What is expected >> Could you edit the part of the data that opens with the line containing "the wooden log" and closes with the line containing "[196,147,205,157]", swapping "saddle" for "stirrup" and changing nothing else? Return only those lines.

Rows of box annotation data
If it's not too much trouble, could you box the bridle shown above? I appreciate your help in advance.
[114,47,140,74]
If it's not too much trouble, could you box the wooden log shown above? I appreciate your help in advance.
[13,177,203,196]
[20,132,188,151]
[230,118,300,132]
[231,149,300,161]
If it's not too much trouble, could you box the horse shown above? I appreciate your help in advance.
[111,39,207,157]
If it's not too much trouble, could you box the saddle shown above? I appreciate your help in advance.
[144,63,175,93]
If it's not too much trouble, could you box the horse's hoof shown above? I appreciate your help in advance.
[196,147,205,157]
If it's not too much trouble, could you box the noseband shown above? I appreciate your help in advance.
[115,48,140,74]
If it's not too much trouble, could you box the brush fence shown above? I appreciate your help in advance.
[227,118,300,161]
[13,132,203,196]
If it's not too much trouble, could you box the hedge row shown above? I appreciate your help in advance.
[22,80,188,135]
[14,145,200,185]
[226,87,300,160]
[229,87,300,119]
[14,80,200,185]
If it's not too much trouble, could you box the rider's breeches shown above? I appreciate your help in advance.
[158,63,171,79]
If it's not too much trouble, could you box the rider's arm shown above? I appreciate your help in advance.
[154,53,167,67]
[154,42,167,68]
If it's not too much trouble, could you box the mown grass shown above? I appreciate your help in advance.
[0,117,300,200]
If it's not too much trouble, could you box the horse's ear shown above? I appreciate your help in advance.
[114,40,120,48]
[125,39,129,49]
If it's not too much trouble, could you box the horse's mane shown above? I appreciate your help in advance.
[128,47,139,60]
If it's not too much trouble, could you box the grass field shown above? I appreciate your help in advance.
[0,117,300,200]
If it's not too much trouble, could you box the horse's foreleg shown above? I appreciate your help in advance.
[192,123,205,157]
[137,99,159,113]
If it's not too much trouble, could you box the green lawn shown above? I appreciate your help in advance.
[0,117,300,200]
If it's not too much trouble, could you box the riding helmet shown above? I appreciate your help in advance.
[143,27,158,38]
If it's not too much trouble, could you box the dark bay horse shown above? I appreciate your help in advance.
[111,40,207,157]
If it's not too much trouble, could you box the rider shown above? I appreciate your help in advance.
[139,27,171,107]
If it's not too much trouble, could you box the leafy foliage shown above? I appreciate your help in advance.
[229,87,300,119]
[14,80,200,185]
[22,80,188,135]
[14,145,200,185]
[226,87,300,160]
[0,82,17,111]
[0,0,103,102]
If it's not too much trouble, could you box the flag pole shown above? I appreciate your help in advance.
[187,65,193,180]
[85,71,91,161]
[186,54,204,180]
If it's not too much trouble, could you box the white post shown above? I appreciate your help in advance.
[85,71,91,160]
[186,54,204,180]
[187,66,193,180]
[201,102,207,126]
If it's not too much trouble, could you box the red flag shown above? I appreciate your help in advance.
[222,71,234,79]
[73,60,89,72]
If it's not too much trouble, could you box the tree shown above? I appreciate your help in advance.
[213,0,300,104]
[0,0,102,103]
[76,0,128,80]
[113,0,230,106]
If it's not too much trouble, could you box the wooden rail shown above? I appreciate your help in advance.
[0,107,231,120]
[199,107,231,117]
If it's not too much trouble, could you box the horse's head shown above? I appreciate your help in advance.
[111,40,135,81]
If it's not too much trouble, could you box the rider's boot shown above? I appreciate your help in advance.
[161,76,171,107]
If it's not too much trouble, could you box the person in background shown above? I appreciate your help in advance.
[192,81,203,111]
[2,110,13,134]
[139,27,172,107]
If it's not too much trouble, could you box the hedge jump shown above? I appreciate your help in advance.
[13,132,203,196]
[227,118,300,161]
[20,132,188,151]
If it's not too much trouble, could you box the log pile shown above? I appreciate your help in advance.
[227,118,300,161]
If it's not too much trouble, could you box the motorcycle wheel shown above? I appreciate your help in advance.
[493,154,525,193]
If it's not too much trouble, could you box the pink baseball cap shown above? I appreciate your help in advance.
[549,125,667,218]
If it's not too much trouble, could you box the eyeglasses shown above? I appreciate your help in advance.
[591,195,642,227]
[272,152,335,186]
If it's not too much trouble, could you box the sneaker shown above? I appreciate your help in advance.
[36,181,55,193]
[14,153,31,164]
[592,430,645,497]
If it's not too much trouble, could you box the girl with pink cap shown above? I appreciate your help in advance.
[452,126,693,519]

Answer to this problem >>
If it's not too much trouble, could you box the wooden log shown above? I appreciate your help in advance.
[13,177,203,196]
[20,132,188,151]
[230,118,300,132]
[231,149,300,161]
If it's not too much trouble, could you box the horse shown above? I appreciate your help in advance.
[111,39,207,157]
If it's not too much trouble, could you box the stirrup shown above? I appreciate your help in advance.
[144,63,175,93]
If it's not too much trouble, could you box the horse's hoof shown above? I appreciate your help in advance.
[196,147,205,157]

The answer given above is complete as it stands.